-- Direction --
Copy the data below, substituting "Target" for every "Query" and leaving everything else as it is.
>> BEGIN
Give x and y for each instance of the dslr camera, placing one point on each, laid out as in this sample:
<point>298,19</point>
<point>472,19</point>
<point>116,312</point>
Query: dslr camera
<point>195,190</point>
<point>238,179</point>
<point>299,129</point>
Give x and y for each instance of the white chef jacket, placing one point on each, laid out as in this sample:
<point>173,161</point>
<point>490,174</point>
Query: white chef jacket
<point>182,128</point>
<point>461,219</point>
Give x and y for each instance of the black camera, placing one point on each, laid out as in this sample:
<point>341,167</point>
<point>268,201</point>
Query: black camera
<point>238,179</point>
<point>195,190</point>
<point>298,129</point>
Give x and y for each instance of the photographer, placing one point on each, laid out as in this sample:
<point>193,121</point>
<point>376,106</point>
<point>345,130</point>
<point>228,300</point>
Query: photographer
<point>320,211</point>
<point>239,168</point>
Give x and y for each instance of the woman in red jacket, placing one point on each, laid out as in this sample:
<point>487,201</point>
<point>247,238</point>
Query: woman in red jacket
>> END
-- Correct result --
Give x and y for each instance of the dslr camera, placing one point on each, laid out as in this sample:
<point>298,19</point>
<point>472,19</point>
<point>116,312</point>
Target: dslr camera
<point>195,190</point>
<point>238,179</point>
<point>299,129</point>
Give x and y for each instance of the white chef jacket, placing one point on each, laid out as in this sample:
<point>173,161</point>
<point>490,174</point>
Target: white chef jacket
<point>182,128</point>
<point>461,219</point>
Give x and y for each instance of the black camera, placing one point on each, laid out as in this sample:
<point>341,167</point>
<point>268,201</point>
Target: black camera
<point>238,179</point>
<point>195,190</point>
<point>298,129</point>
Give x and y for each instance of the photographer, placing one point on each, laid out as in this sample:
<point>193,121</point>
<point>376,106</point>
<point>345,130</point>
<point>228,300</point>
Target: photographer
<point>320,211</point>
<point>239,168</point>
Give x and y for each instance of the woman in red jacket, placing one point on each, laid out as in this sample:
<point>487,201</point>
<point>247,238</point>
Target: woman in red jacket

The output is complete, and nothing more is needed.